Copy out every line of the material below verbatim, omitting the pictures.

## Material for this task
____
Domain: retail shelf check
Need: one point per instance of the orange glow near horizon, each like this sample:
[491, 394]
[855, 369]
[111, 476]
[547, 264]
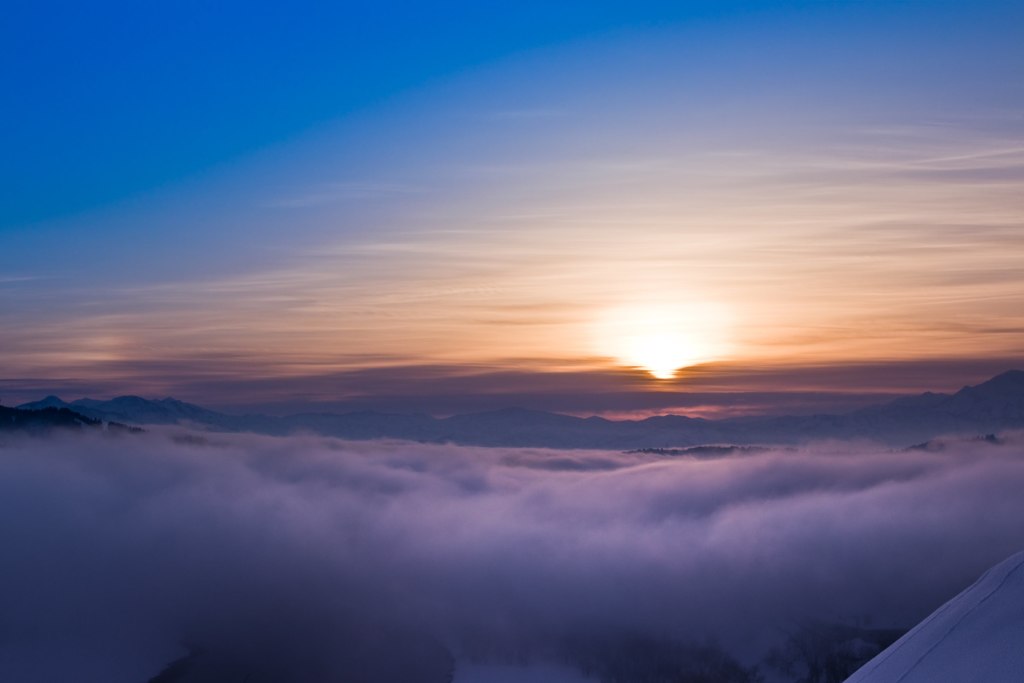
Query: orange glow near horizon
[663, 339]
____
## Answer below
Domain: retail shelf check
Need: one point per instance of the orange glow near horizon, each like this sample:
[491, 394]
[855, 369]
[111, 476]
[547, 264]
Query: orange glow near horizon
[663, 339]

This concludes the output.